- [WHAT YOU ARE ASKED TO DO]
Reproduce the listing verbatim from its beginning through the line containing "point(458, 721)", with both ends included. Omit the pictures from your reply.

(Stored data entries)
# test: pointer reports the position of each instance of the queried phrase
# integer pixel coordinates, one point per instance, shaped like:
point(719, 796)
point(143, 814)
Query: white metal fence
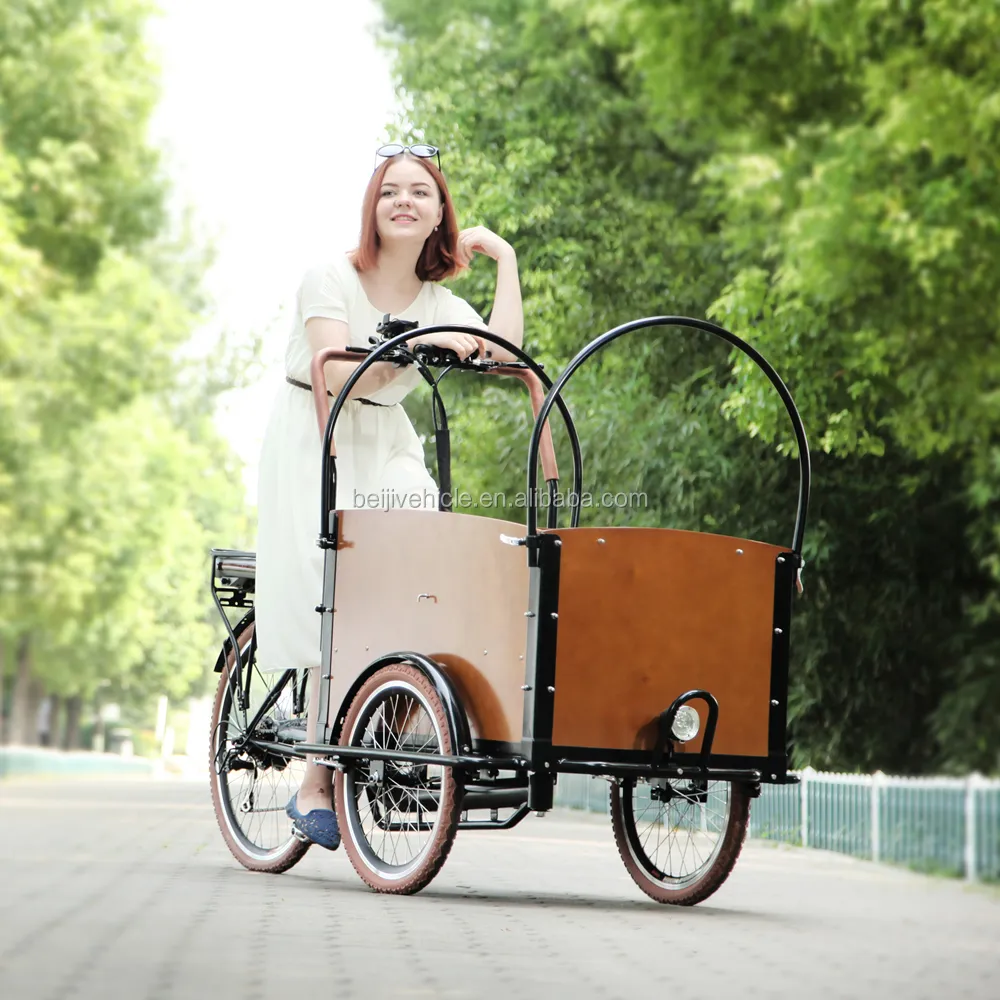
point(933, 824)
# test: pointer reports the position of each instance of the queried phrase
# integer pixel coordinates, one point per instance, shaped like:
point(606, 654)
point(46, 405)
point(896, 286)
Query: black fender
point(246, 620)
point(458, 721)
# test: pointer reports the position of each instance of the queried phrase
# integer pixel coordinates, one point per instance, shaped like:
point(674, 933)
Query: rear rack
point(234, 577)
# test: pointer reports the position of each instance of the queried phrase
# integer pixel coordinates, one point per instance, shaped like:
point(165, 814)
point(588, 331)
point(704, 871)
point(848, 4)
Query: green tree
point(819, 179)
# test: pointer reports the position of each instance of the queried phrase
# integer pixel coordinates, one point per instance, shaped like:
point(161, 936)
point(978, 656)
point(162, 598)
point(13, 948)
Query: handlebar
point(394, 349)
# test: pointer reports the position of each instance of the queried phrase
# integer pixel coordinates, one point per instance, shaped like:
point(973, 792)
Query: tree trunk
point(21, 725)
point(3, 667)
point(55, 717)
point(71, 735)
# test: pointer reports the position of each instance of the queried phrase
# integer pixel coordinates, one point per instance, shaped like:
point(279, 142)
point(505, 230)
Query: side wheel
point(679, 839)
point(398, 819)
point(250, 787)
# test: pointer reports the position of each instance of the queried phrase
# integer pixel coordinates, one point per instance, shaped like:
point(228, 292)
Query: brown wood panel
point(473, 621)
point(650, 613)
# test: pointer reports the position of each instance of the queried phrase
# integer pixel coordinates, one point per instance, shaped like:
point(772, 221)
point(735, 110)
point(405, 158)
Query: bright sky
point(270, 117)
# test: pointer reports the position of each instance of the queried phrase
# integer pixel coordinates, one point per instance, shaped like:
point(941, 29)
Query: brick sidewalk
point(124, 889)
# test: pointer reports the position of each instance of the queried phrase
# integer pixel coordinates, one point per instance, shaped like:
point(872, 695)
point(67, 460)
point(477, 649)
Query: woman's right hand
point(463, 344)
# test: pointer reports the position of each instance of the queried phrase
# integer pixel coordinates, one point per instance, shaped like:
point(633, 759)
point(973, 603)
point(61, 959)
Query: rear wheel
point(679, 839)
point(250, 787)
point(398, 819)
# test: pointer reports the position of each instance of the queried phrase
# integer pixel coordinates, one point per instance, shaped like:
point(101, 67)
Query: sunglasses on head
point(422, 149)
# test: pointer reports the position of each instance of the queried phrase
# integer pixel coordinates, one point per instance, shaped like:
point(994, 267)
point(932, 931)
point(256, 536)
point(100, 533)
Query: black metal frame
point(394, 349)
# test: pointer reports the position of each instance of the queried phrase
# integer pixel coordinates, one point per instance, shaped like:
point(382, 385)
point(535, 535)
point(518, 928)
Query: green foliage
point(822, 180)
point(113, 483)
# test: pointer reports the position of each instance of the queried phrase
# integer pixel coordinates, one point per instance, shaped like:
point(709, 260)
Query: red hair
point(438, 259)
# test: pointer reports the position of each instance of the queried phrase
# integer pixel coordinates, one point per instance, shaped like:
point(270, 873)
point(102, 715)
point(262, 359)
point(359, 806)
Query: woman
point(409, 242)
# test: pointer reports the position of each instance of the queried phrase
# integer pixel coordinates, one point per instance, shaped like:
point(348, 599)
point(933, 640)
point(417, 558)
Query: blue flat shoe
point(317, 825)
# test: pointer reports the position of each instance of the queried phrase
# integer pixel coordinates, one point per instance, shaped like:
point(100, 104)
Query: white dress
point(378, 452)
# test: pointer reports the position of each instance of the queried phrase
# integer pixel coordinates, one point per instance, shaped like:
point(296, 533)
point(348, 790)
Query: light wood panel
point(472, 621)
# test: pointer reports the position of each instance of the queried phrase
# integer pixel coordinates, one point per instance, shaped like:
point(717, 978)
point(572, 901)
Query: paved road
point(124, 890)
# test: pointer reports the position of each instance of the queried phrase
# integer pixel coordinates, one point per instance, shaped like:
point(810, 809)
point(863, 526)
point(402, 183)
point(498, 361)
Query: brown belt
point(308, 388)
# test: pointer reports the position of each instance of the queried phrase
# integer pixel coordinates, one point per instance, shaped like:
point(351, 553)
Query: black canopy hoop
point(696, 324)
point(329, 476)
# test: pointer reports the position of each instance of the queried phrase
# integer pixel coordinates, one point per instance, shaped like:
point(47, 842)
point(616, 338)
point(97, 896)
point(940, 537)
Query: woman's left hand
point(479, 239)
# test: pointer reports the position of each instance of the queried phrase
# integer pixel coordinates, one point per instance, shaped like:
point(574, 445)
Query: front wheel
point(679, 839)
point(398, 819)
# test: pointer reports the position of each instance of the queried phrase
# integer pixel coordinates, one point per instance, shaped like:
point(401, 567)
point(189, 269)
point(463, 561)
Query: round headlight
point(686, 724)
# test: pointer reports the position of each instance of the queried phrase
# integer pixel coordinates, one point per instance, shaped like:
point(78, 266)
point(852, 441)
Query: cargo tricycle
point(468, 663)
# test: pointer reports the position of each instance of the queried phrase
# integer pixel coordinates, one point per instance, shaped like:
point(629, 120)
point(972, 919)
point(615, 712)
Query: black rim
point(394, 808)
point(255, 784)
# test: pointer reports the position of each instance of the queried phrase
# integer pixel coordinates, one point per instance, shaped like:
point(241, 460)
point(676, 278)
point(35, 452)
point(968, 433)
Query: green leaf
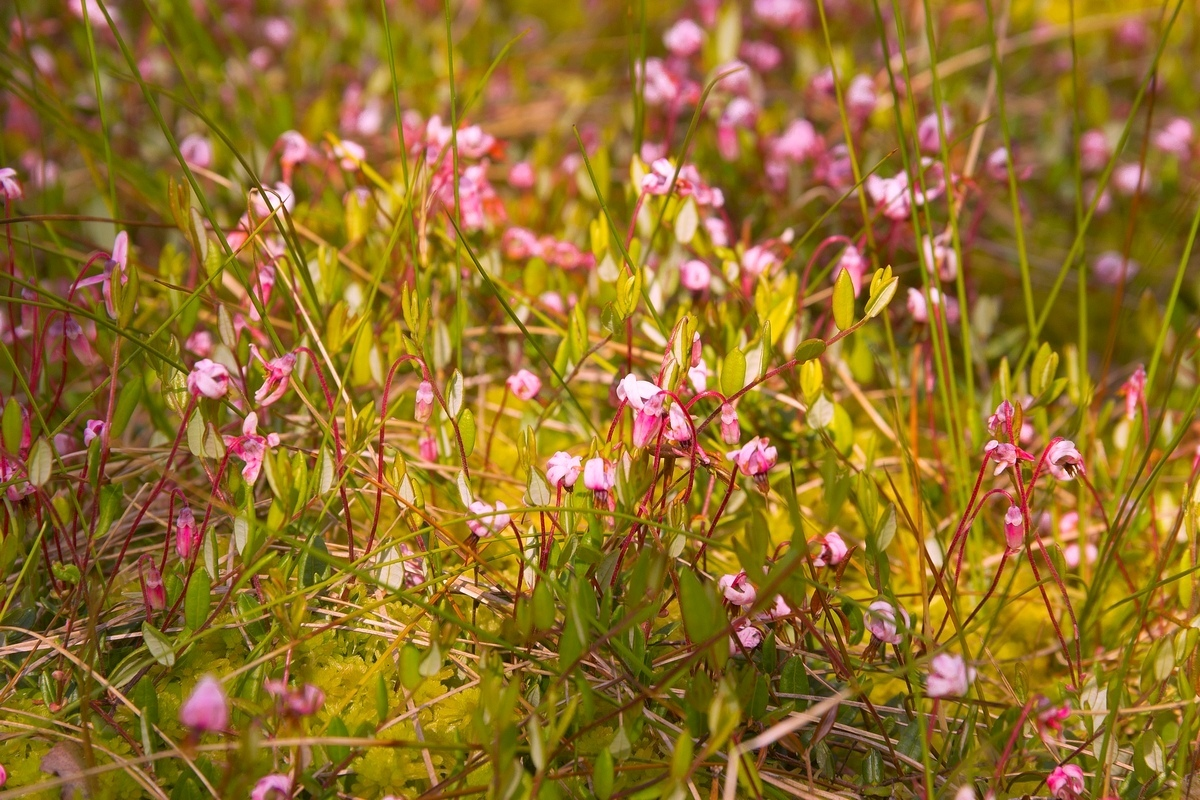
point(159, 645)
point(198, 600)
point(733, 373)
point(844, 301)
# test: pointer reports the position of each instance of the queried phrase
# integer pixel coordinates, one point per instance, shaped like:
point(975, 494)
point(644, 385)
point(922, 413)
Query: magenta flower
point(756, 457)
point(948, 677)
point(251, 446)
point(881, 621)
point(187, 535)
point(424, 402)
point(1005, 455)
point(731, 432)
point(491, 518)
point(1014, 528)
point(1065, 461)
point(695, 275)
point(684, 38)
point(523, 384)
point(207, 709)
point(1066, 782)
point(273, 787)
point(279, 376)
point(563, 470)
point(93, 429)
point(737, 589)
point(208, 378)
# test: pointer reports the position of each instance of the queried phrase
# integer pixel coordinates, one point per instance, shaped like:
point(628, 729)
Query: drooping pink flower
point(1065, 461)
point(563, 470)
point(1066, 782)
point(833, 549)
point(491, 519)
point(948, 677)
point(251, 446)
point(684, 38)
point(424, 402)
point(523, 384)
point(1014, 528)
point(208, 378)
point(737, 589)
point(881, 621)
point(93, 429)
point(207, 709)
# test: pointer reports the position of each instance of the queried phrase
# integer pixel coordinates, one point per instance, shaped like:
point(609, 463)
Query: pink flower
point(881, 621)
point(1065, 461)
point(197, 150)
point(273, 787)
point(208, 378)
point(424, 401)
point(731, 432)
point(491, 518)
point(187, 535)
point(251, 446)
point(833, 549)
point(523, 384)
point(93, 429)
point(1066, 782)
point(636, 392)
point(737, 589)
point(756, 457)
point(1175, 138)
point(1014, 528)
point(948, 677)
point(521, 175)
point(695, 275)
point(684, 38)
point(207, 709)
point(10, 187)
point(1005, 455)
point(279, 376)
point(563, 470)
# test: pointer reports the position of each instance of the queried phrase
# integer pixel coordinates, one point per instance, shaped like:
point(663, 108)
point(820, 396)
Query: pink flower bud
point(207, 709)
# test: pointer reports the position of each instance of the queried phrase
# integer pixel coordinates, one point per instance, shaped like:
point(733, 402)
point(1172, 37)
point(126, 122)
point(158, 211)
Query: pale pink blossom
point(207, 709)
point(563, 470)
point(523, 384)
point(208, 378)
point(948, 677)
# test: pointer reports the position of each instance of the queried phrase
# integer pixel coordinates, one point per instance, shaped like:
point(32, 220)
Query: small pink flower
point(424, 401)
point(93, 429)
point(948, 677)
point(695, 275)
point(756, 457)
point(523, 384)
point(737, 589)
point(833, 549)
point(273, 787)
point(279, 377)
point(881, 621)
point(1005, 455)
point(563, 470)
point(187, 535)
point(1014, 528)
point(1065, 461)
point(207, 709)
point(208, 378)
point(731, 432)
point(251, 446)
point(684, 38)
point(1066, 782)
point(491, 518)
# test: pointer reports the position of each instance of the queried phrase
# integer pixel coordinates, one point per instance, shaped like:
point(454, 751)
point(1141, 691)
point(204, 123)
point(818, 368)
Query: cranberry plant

- [TASK RESPONSE]
# test: pointer reports the position of each instance of the queried phrase
# integer pixel coordinates, one point per instance, shaped like:
point(719, 796)
point(143, 814)
Query: white metal fence
point(933, 824)
# test: pointer reports the position of each instance of the queried phrase
# integer pixel coordinates, one point per instance, shaped like:
point(606, 654)
point(46, 405)
point(896, 286)
Query: black fender
point(246, 620)
point(458, 721)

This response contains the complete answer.